= Task description =
Reproduce the listing from its first line through the line containing "(899, 418), (934, 517)", swapping "high-rise building" for "skyscraper" and keeping everything else unchanged. Leave the pictures out.

= Exercise material =
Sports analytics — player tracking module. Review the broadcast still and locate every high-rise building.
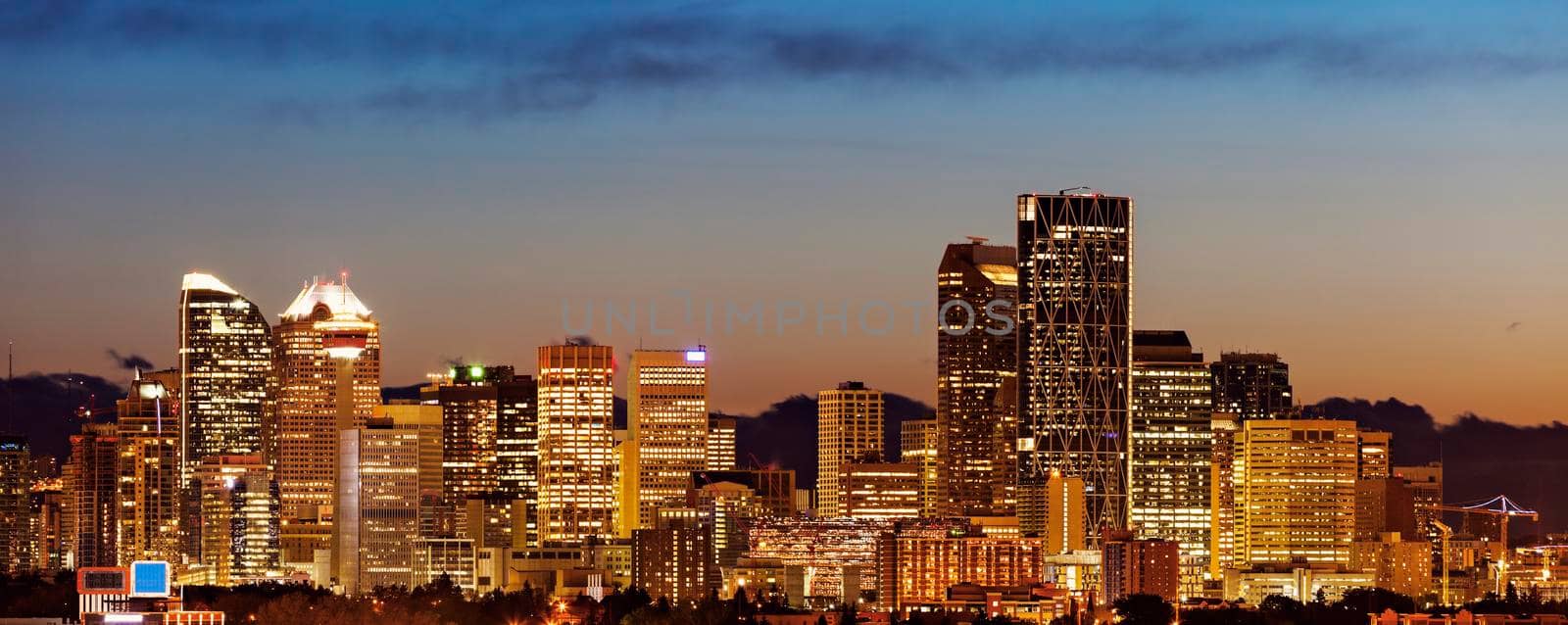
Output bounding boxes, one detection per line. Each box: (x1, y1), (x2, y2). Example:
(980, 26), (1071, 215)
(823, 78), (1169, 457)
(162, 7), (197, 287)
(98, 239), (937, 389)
(0, 436), (37, 575)
(420, 365), (539, 536)
(936, 238), (1017, 515)
(178, 272), (276, 476)
(708, 415), (735, 471)
(839, 462), (923, 520)
(1100, 531), (1182, 603)
(622, 346), (709, 529)
(817, 382), (883, 517)
(632, 507), (718, 603)
(196, 456), (279, 586)
(332, 418), (419, 594)
(1356, 429), (1394, 479)
(1234, 418), (1358, 567)
(1017, 189), (1134, 539)
(115, 374), (183, 562)
(1212, 353), (1296, 421)
(63, 423), (120, 568)
(899, 418), (934, 517)
(1209, 412), (1242, 580)
(1131, 330), (1213, 597)
(539, 345), (616, 544)
(272, 279), (381, 521)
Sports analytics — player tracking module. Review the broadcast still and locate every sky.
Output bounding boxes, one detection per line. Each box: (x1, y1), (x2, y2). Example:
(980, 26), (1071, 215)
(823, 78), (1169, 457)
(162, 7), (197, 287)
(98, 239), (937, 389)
(0, 0), (1568, 423)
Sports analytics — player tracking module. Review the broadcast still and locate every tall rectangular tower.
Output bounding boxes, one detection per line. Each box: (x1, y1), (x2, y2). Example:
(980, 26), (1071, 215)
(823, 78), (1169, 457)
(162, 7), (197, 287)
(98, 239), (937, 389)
(817, 382), (883, 517)
(1131, 330), (1213, 597)
(539, 345), (616, 544)
(1017, 189), (1134, 539)
(622, 346), (709, 529)
(936, 238), (1017, 515)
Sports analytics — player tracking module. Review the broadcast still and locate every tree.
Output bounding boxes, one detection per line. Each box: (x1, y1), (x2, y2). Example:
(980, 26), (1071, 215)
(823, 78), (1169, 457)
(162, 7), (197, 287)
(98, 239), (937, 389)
(1111, 596), (1176, 625)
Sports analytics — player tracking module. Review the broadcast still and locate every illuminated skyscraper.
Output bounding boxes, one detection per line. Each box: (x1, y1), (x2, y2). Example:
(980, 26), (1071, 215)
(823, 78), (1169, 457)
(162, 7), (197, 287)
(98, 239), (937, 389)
(936, 238), (1017, 515)
(708, 415), (735, 471)
(196, 456), (279, 586)
(332, 418), (419, 592)
(63, 423), (120, 567)
(0, 436), (37, 575)
(817, 382), (883, 517)
(1212, 353), (1296, 421)
(1017, 189), (1134, 539)
(622, 346), (709, 529)
(274, 279), (381, 521)
(1131, 330), (1213, 597)
(115, 374), (183, 562)
(539, 345), (614, 544)
(1236, 418), (1358, 567)
(899, 418), (951, 517)
(178, 272), (274, 474)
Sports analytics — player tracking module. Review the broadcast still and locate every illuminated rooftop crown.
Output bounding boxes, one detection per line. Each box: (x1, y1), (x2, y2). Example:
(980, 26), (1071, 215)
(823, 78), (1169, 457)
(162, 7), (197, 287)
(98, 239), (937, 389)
(282, 279), (370, 321)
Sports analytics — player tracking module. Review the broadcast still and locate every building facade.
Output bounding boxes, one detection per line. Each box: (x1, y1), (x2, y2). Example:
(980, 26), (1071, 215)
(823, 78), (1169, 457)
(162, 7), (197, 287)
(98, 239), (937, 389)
(817, 382), (883, 517)
(1017, 191), (1134, 537)
(936, 238), (1017, 515)
(539, 345), (616, 544)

= Response below =
Sports analytics — player tracking module. Review the broadcast still and locate every skyscraper.
Output bounding boxes, one detection per line. Each box: (x1, y1), (x2, y2). Example:
(980, 26), (1071, 215)
(823, 78), (1169, 457)
(162, 7), (197, 287)
(98, 239), (937, 389)
(0, 436), (37, 575)
(420, 365), (539, 536)
(936, 238), (1017, 515)
(178, 272), (276, 476)
(708, 415), (735, 471)
(839, 462), (923, 520)
(1100, 531), (1182, 603)
(622, 346), (709, 529)
(817, 382), (883, 517)
(632, 507), (718, 603)
(196, 456), (279, 586)
(332, 418), (419, 594)
(1356, 429), (1394, 479)
(1234, 418), (1358, 567)
(1017, 189), (1134, 539)
(115, 374), (183, 562)
(1212, 353), (1296, 421)
(63, 423), (120, 568)
(899, 418), (934, 517)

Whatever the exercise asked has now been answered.